**GIVEN TASK**
Copy every one of the entries below word for word, leaving each line unchanged.

Items taken from a dataset
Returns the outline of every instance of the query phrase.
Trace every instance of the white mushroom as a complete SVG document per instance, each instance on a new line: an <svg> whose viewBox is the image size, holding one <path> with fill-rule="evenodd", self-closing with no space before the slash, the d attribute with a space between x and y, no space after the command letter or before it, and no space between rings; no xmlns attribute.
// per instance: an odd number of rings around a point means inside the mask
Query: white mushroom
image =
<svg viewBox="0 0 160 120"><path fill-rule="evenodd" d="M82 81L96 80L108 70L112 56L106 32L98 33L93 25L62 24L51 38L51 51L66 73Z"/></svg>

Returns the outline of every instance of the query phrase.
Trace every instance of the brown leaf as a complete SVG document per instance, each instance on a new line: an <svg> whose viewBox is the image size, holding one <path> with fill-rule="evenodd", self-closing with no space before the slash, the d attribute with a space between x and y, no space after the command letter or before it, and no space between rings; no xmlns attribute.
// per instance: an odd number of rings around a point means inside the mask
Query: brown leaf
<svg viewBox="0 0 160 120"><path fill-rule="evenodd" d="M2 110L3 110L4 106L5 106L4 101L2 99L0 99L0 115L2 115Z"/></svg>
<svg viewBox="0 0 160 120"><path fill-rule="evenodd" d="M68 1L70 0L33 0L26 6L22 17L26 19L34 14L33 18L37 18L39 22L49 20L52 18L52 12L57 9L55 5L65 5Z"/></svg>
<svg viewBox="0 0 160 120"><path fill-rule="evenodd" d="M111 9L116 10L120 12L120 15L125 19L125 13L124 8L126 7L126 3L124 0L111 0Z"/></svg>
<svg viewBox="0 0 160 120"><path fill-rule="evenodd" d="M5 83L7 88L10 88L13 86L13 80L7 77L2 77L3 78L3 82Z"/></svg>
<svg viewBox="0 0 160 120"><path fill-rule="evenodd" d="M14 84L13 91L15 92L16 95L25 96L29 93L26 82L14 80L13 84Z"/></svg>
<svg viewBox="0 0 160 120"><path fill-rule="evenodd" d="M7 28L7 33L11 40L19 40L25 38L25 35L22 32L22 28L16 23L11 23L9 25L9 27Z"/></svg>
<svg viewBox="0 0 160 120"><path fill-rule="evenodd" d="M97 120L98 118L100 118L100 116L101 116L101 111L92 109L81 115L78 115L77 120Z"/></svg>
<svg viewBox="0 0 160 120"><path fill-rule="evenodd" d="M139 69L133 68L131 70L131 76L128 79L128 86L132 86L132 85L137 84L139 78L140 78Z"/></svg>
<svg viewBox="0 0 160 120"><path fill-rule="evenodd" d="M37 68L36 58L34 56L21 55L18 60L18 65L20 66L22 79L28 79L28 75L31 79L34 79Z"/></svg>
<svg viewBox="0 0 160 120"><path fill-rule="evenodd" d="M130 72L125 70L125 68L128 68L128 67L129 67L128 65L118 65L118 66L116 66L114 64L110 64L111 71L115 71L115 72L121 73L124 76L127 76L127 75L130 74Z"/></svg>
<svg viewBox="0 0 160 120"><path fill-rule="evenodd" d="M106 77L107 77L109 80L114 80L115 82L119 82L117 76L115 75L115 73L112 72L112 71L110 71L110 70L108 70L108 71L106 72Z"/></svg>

**RESPONSE**
Returns the outline of every instance of the query phrase.
Trace every instance of the white mushroom as a complete SVG document per instance, each instance on a new line: an <svg> whose viewBox is the image size, holding one <path> with fill-rule="evenodd", self-closing with no space before the slash, the d attribute with a space between x and y, no space after the command letter or before it, and no space between rings; no xmlns attribute.
// per instance: an odd number of rings around a point means inside the mask
Query: white mushroom
image =
<svg viewBox="0 0 160 120"><path fill-rule="evenodd" d="M82 81L96 80L108 70L112 56L106 32L98 33L93 25L62 24L51 38L51 51L66 73Z"/></svg>

Returns the outline of every instance of the query phrase.
Trace every instance of the brown leaf as a complete SVG document per instance, each instance on a new line: an <svg> whose viewBox is the image size, holding one <path> with fill-rule="evenodd", self-closing with no space before the slash, the d attribute with a space between x and y, no space after the command letter or before it, and no space between rings; no xmlns attribute.
// per instance: an odd number of rings around a point means inside the mask
Query: brown leaf
<svg viewBox="0 0 160 120"><path fill-rule="evenodd" d="M2 110L3 110L4 106L5 106L4 101L2 99L0 99L0 115L2 115Z"/></svg>
<svg viewBox="0 0 160 120"><path fill-rule="evenodd" d="M68 1L70 0L33 0L26 6L22 17L26 19L34 14L33 18L37 18L39 22L49 20L52 18L52 12L57 9L55 5L65 5Z"/></svg>
<svg viewBox="0 0 160 120"><path fill-rule="evenodd" d="M111 9L116 10L120 12L120 15L125 19L125 13L124 8L126 7L126 3L124 0L111 0Z"/></svg>
<svg viewBox="0 0 160 120"><path fill-rule="evenodd" d="M5 83L7 88L10 88L13 86L13 80L7 77L2 77L3 78L3 82Z"/></svg>
<svg viewBox="0 0 160 120"><path fill-rule="evenodd" d="M14 84L13 91L15 92L16 95L25 96L29 93L26 82L14 80L13 84Z"/></svg>
<svg viewBox="0 0 160 120"><path fill-rule="evenodd" d="M7 28L7 33L11 40L19 40L25 38L25 35L22 32L22 28L16 23L11 23L9 25L9 27Z"/></svg>
<svg viewBox="0 0 160 120"><path fill-rule="evenodd" d="M97 120L98 118L100 118L100 116L101 116L101 111L92 109L81 115L78 115L77 120Z"/></svg>
<svg viewBox="0 0 160 120"><path fill-rule="evenodd" d="M139 69L133 68L131 70L131 76L128 79L128 86L132 86L132 85L137 84L139 78L140 78Z"/></svg>
<svg viewBox="0 0 160 120"><path fill-rule="evenodd" d="M37 68L36 58L34 56L21 55L18 60L18 65L20 66L22 79L28 79L28 75L31 79L34 79Z"/></svg>
<svg viewBox="0 0 160 120"><path fill-rule="evenodd" d="M130 72L125 70L125 68L128 68L128 67L129 67L128 65L118 65L118 66L116 66L114 64L110 64L111 71L115 71L115 72L121 73L124 76L127 76L127 75L130 74Z"/></svg>
<svg viewBox="0 0 160 120"><path fill-rule="evenodd" d="M106 77L107 77L109 80L114 80L115 82L119 82L117 76L115 75L115 73L112 72L112 71L110 71L110 70L108 70L108 71L106 72Z"/></svg>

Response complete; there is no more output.